Your instructions: A partial copy is required: transcribe exactly the lines from the one containing "Trace the outline of every instance of the cabinet" through the last line below, without any pictures.
(Data provided Opens)
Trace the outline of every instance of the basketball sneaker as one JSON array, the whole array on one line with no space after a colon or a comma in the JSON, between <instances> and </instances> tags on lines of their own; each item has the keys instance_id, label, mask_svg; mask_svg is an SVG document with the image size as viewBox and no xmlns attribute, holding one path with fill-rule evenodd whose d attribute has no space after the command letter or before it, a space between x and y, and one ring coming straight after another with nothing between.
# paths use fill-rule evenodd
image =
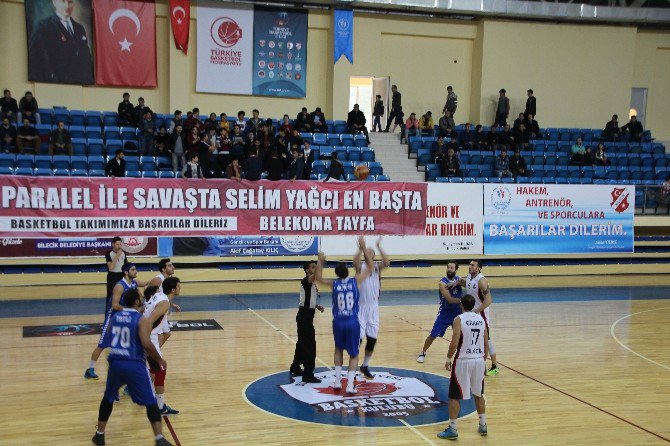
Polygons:
<instances>
[{"instance_id":1,"label":"basketball sneaker","mask_svg":"<svg viewBox=\"0 0 670 446\"><path fill-rule=\"evenodd\" d=\"M161 415L177 415L178 413L179 411L177 409L173 409L167 404L164 404L161 409Z\"/></svg>"},{"instance_id":2,"label":"basketball sneaker","mask_svg":"<svg viewBox=\"0 0 670 446\"><path fill-rule=\"evenodd\" d=\"M163 437L160 440L156 440L156 446L174 446L174 445L169 441L167 441L165 437Z\"/></svg>"},{"instance_id":3,"label":"basketball sneaker","mask_svg":"<svg viewBox=\"0 0 670 446\"><path fill-rule=\"evenodd\" d=\"M370 373L370 369L369 369L368 366L366 366L366 365L362 365L362 366L361 366L361 373L362 373L363 376L365 376L367 379L374 379L374 378L375 378L375 375L373 375L372 373Z\"/></svg>"},{"instance_id":4,"label":"basketball sneaker","mask_svg":"<svg viewBox=\"0 0 670 446\"><path fill-rule=\"evenodd\" d=\"M447 440L455 440L458 438L458 431L454 429L453 427L448 427L439 434L437 434L438 438L445 438Z\"/></svg>"},{"instance_id":5,"label":"basketball sneaker","mask_svg":"<svg viewBox=\"0 0 670 446\"><path fill-rule=\"evenodd\" d=\"M128 386L123 388L123 394L124 395L130 395L130 389L128 389Z\"/></svg>"},{"instance_id":6,"label":"basketball sneaker","mask_svg":"<svg viewBox=\"0 0 670 446\"><path fill-rule=\"evenodd\" d=\"M497 365L493 364L491 368L489 369L488 372L486 372L486 376L496 376L500 374L500 369L498 368Z\"/></svg>"},{"instance_id":7,"label":"basketball sneaker","mask_svg":"<svg viewBox=\"0 0 670 446\"><path fill-rule=\"evenodd\" d=\"M95 374L95 370L93 367L86 369L86 372L84 373L84 378L86 379L92 379L92 380L97 380L100 377ZM103 443L104 444L104 443Z\"/></svg>"},{"instance_id":8,"label":"basketball sneaker","mask_svg":"<svg viewBox=\"0 0 670 446\"><path fill-rule=\"evenodd\" d=\"M335 378L335 382L333 382L333 389L334 390L342 389L342 379Z\"/></svg>"},{"instance_id":9,"label":"basketball sneaker","mask_svg":"<svg viewBox=\"0 0 670 446\"><path fill-rule=\"evenodd\" d=\"M302 382L306 384L321 384L321 380L314 375L308 377L303 376Z\"/></svg>"},{"instance_id":10,"label":"basketball sneaker","mask_svg":"<svg viewBox=\"0 0 670 446\"><path fill-rule=\"evenodd\" d=\"M96 432L95 434L93 434L93 438L91 438L91 441L93 442L93 444L104 446L105 434L99 434Z\"/></svg>"},{"instance_id":11,"label":"basketball sneaker","mask_svg":"<svg viewBox=\"0 0 670 446\"><path fill-rule=\"evenodd\" d=\"M348 385L347 386L347 393L349 393L351 395L354 395L354 394L358 393L358 389L356 389L355 386L349 386Z\"/></svg>"},{"instance_id":12,"label":"basketball sneaker","mask_svg":"<svg viewBox=\"0 0 670 446\"><path fill-rule=\"evenodd\" d=\"M418 362L419 364L423 364L423 361L425 360L426 360L426 354L423 352L421 352L421 354L416 357L416 362Z\"/></svg>"},{"instance_id":13,"label":"basketball sneaker","mask_svg":"<svg viewBox=\"0 0 670 446\"><path fill-rule=\"evenodd\" d=\"M298 367L297 369L294 368L289 369L288 373L291 376L291 378L295 378L296 376L302 376L303 372L302 369Z\"/></svg>"},{"instance_id":14,"label":"basketball sneaker","mask_svg":"<svg viewBox=\"0 0 670 446\"><path fill-rule=\"evenodd\" d=\"M477 433L479 433L479 435L481 435L482 437L486 437L489 431L485 424L484 425L480 424L479 427L477 428Z\"/></svg>"}]
</instances>

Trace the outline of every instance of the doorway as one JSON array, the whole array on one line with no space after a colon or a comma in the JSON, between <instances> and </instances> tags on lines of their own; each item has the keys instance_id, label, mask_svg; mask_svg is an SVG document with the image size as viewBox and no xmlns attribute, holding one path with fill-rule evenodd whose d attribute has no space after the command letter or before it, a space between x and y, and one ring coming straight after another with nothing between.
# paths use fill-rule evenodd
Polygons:
<instances>
[{"instance_id":1,"label":"doorway","mask_svg":"<svg viewBox=\"0 0 670 446\"><path fill-rule=\"evenodd\" d=\"M628 118L633 115L644 126L644 118L647 112L647 89L633 88L630 92L630 112Z\"/></svg>"},{"instance_id":2,"label":"doorway","mask_svg":"<svg viewBox=\"0 0 670 446\"><path fill-rule=\"evenodd\" d=\"M388 77L351 76L349 78L349 111L353 110L354 104L358 104L359 109L365 115L366 125L370 131L373 123L372 111L377 95L380 95L384 101L384 115L381 117L381 124L382 127L386 126L390 81Z\"/></svg>"}]
</instances>

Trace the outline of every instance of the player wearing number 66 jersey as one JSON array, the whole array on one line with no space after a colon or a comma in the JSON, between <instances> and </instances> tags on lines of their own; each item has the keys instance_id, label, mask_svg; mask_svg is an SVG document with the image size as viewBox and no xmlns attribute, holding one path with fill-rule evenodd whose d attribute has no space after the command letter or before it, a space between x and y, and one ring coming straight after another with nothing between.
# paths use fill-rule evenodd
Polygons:
<instances>
[{"instance_id":1,"label":"player wearing number 66 jersey","mask_svg":"<svg viewBox=\"0 0 670 446\"><path fill-rule=\"evenodd\" d=\"M355 378L358 366L358 346L360 343L361 326L358 322L358 287L373 270L372 257L365 249L365 239L358 238L359 249L363 252L367 268L356 276L349 277L349 269L344 262L335 267L337 279L323 279L323 265L326 261L324 253L319 253L316 265L315 280L333 288L333 337L335 339L335 382L334 389L342 388L343 350L349 353L347 369L347 393L356 393Z\"/></svg>"}]
</instances>

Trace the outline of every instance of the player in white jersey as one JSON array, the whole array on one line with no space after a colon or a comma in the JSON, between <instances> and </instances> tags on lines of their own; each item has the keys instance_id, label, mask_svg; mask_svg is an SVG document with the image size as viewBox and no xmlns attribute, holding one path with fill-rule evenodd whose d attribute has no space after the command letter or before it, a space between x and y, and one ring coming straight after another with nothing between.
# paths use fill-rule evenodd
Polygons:
<instances>
[{"instance_id":1,"label":"player in white jersey","mask_svg":"<svg viewBox=\"0 0 670 446\"><path fill-rule=\"evenodd\" d=\"M172 264L172 260L161 259L160 262L158 262L158 271L159 271L158 275L153 279L151 279L151 281L149 282L149 286L158 287L158 289L160 290L161 286L163 285L163 281L174 274L175 267ZM179 305L175 304L174 302L170 302L170 308L175 310L176 312L181 311L181 307L179 307ZM168 314L170 314L169 310ZM158 340L160 342L161 347L163 346L163 344L165 344L165 341L167 341L170 338L170 324L167 318L168 314L166 314L165 317L163 318L163 323L161 324L160 330L158 331Z\"/></svg>"},{"instance_id":2,"label":"player in white jersey","mask_svg":"<svg viewBox=\"0 0 670 446\"><path fill-rule=\"evenodd\" d=\"M449 382L449 427L437 434L439 438L455 440L458 438L456 422L461 409L461 400L475 397L475 406L479 414L479 435L488 434L486 427L486 401L484 400L484 374L488 330L481 314L474 312L476 298L467 294L461 298L463 314L454 319L453 335L447 362L444 367L451 371ZM451 358L454 358L453 363Z\"/></svg>"},{"instance_id":3,"label":"player in white jersey","mask_svg":"<svg viewBox=\"0 0 670 446\"><path fill-rule=\"evenodd\" d=\"M379 333L379 292L381 288L381 272L384 268L388 268L391 264L390 259L386 256L381 247L381 237L377 239L377 249L382 257L381 262L374 262L374 267L370 276L361 283L360 287L360 308L358 312L358 322L361 325L361 342L363 338L365 341L365 357L361 364L361 373L367 379L373 379L374 375L370 373L368 368L372 352L377 343L377 335ZM361 264L361 255L363 252L360 249L354 255L354 269L356 274L367 269L365 263ZM375 258L375 250L368 248L368 255L370 258Z\"/></svg>"},{"instance_id":4,"label":"player in white jersey","mask_svg":"<svg viewBox=\"0 0 670 446\"><path fill-rule=\"evenodd\" d=\"M181 291L181 283L177 277L171 276L163 281L161 289L150 286L144 290L144 297L146 303L144 304L143 316L151 320L151 343L156 347L158 353L163 356L161 352L161 343L158 338L161 331L163 320L167 317L168 310L172 299L179 296ZM166 370L160 367L156 361L149 360L149 371L151 372L154 388L156 389L156 401L161 415L176 415L179 413L165 404L165 375Z\"/></svg>"}]
</instances>

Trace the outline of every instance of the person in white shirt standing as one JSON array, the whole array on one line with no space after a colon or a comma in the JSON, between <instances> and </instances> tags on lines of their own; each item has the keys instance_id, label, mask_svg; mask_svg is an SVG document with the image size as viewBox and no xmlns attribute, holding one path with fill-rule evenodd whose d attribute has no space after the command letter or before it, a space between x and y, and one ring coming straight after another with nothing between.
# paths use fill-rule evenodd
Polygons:
<instances>
[{"instance_id":1,"label":"person in white shirt standing","mask_svg":"<svg viewBox=\"0 0 670 446\"><path fill-rule=\"evenodd\" d=\"M175 267L172 264L172 260L170 259L161 259L158 262L158 274L156 277L151 279L149 281L149 286L155 286L159 290L161 289L161 286L163 285L163 281L167 279L168 277L172 277L174 275ZM170 309L175 310L177 313L181 311L181 307L177 305L174 302L170 302ZM170 314L170 309L168 309L168 313L165 315L163 318L163 322L161 322L161 325L158 330L158 340L160 342L160 346L162 347L163 344L165 344L165 341L168 340L170 337L170 324L168 323L168 314Z\"/></svg>"},{"instance_id":2,"label":"person in white shirt standing","mask_svg":"<svg viewBox=\"0 0 670 446\"><path fill-rule=\"evenodd\" d=\"M488 434L486 426L486 401L484 400L485 358L488 355L488 330L484 318L473 311L475 297L467 294L461 298L463 314L454 319L453 335L447 362L444 367L451 372L449 382L449 427L437 434L439 438L455 440L458 438L458 412L461 400L475 398L481 436ZM452 362L452 359L453 362Z\"/></svg>"},{"instance_id":3,"label":"person in white shirt standing","mask_svg":"<svg viewBox=\"0 0 670 446\"><path fill-rule=\"evenodd\" d=\"M361 283L360 287L361 300L360 311L358 312L358 322L361 325L361 342L363 342L364 337L366 338L365 357L363 358L363 364L361 364L361 373L367 379L374 378L374 375L370 373L368 367L379 333L379 293L381 288L381 272L391 264L391 260L384 251L382 251L381 241L381 237L377 239L377 249L382 257L382 261L374 262L373 271L371 271L370 276ZM362 254L363 252L359 247L354 255L354 269L356 270L356 274L365 271L367 268L365 263L361 264ZM368 255L374 261L375 250L368 248Z\"/></svg>"}]
</instances>

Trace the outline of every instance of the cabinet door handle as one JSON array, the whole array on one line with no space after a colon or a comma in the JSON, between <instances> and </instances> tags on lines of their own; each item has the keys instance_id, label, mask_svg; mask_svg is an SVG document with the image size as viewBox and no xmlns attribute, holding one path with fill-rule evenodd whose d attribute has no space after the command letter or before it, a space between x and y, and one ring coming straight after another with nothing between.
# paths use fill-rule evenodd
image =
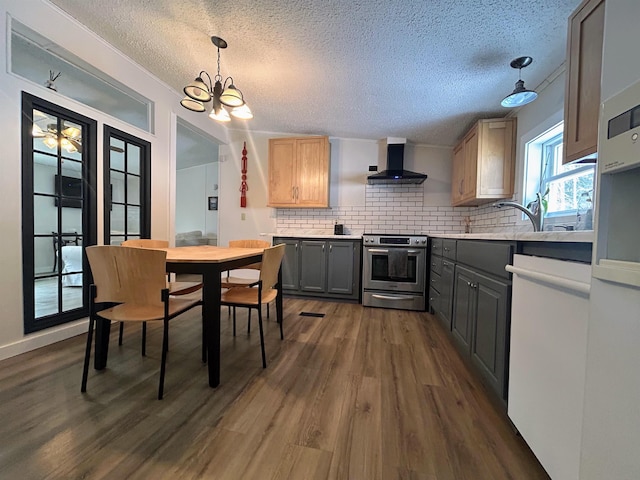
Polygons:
(Data provided Closes)
Response to the exercise:
Trace the outline of every instance of the cabinet door handle as one JSON array, the whole array on one line with no space after a colon or a comma in the JSON, between <instances> and </instances> tags on lines of their own; each item has the keys instance_id, label, mask_svg; mask_svg is an SVG document with the image size as viewBox and no xmlns attribute, holding one path with fill-rule evenodd whose d attribute has no space after the command letter or before it, a space between x and y, and one ring coming straight after another with nothing between.
# paths use fill-rule evenodd
image =
Polygons:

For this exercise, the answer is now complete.